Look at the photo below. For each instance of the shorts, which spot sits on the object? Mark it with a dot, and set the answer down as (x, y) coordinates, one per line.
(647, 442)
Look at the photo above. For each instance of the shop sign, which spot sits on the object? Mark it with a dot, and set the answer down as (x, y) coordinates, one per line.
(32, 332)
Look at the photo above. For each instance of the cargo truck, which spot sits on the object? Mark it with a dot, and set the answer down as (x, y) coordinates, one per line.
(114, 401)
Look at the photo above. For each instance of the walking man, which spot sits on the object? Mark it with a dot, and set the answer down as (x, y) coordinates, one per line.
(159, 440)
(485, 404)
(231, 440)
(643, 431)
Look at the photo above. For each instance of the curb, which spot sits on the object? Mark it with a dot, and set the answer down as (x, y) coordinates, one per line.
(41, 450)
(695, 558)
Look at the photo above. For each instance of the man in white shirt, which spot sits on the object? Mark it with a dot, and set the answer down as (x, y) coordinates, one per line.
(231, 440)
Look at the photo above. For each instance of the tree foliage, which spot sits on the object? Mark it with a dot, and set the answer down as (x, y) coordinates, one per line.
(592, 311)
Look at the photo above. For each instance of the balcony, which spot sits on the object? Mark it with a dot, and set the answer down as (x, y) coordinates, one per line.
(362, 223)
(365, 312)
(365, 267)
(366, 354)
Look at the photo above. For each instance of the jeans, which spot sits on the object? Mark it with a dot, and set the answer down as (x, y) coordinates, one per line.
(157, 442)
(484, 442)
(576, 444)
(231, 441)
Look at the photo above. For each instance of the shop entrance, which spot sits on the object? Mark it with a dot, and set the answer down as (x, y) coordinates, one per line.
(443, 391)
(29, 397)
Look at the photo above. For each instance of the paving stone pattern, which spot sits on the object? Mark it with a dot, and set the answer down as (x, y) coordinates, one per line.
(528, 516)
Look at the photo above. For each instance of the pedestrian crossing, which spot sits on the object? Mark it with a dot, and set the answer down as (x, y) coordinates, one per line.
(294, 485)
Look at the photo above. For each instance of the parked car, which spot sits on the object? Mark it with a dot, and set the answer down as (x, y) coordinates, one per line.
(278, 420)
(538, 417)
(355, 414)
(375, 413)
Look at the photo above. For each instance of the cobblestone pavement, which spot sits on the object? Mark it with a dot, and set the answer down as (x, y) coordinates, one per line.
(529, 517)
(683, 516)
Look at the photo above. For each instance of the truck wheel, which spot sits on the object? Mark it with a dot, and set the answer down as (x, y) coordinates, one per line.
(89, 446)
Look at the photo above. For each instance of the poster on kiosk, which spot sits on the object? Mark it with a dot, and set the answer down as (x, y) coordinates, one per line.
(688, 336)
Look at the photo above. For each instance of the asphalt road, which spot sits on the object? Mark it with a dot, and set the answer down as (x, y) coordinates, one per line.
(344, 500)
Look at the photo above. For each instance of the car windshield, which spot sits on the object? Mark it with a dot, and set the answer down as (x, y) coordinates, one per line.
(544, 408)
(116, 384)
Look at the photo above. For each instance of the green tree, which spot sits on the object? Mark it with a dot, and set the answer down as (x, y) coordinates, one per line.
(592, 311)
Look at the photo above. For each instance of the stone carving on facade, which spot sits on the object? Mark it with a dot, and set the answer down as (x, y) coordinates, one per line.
────────────────
■ WHAT TO WORK ON
The listing above is to be copied exactly, in full.

■ SOLUTION FOR THIS EXERCISE
Look at the photo below. For each instance of the shorts, which spot sits on the object? Mark it with a dot, and set the answer down as (x, y) coordinates, one per line.
(647, 442)
Look at the photo above. For each instance of the shop sign, which spot sits on the object? Mark it with a dot, and set the answer down as (x, y) coordinates, one per line.
(32, 332)
Look at the photo above. For each instance of the cargo truck, which spot sits on the object? Mark it with a dot, and set the answer down as (x, y) coordinates, one per line.
(114, 401)
Look at the photo above. For each instance of the walking man, which spot sits on the object? Mark it with a dot, and set the answer down as (x, y) coordinates, one per line.
(159, 440)
(485, 404)
(231, 440)
(643, 431)
Look at the photo above. For each instance of the curb, which spot sits on the object? Mark it with a dot, and set the answer down as (x, y) coordinates, one per line.
(41, 450)
(695, 558)
Look at the photo above. For each instance of the man in white shirt, which spot sits on the object? Mark it with a dot, and set the answer down as (x, y) coordinates, one per line.
(231, 440)
Look at the photo above. For each instance of the tree foliage, which spot sits on the object? Mark it with a dot, and set the answer down as (x, y) coordinates, one per line.
(592, 311)
Look at the photo above. For each instance of the balcony, which spot sits on the object? Mark it with a dot, and set the answer down as (x, y) coordinates, one per line.
(362, 223)
(365, 312)
(365, 267)
(366, 354)
Look at the photo above. For each instance of the jeans, which spot sits on the object? Mark it with a dot, and set the answer down as (x, y) coordinates, one per line.
(157, 442)
(484, 442)
(576, 444)
(231, 441)
Look at the photo above. For each instance of the shop entrance, which spot sits on the object? Mark it with a dot, and set the answer down as (x, y) coordinates, one per line.
(443, 391)
(29, 397)
Look at the photo above. For each instance of the paving stone pattern, which spot sits on the object? Mark it with a dot, and set the answer down as (x, y) coordinates, one per line.
(528, 516)
Look at the photo above. For each instance of the pedestrian crossing, which spot sits on the object? Mark it with a dot, and set the answer down as (x, y) coordinates, one per line.
(294, 485)
Look at the photo above. For each instance of the parked car, which spot sits on the object? Mark it with a dot, and set the answer down as (x, y) coordinates, one per line.
(278, 420)
(538, 417)
(355, 414)
(375, 413)
Look at the photo above. For each instance of the cobblestone pavement, which spot sits on the object? Mark it with a dot, and set the answer down as (x, y) coordinates, one per line.
(529, 517)
(683, 516)
Look at the photo above. For each instance of the truck wheel, which spot sits on the object? Mark it with a dot, and set the answer down as (x, y) coordinates, one per line.
(89, 446)
Look at the photo above. For each instance of the poster on kiosk, which spot sits on the object? Mark it with a dot, and set the answer down as (x, y) coordinates, one per line.
(688, 336)
Look at the photo above. For each instance of the asphalt road, which spot sits on the object? Mark it with a dot, and set the answer down as (x, y) coordinates, one per line.
(344, 500)
Look at the photo above. For each instance of the car windshield, which spot sits on the object? Mark it with a dot, and set the answer down as (x, y) coordinates, one per line.
(544, 408)
(116, 384)
Look at the photo above. For each instance of the green tree, which spot sits on the object? Mark it with a dot, and set the answer down as (x, y) coordinates, one per line.
(592, 311)
Look at the photo above. For each instance of the stone carving on facade, which spot sits on the object? Mark it with a dot, and set the answer down as (x, y) coordinates, one per line.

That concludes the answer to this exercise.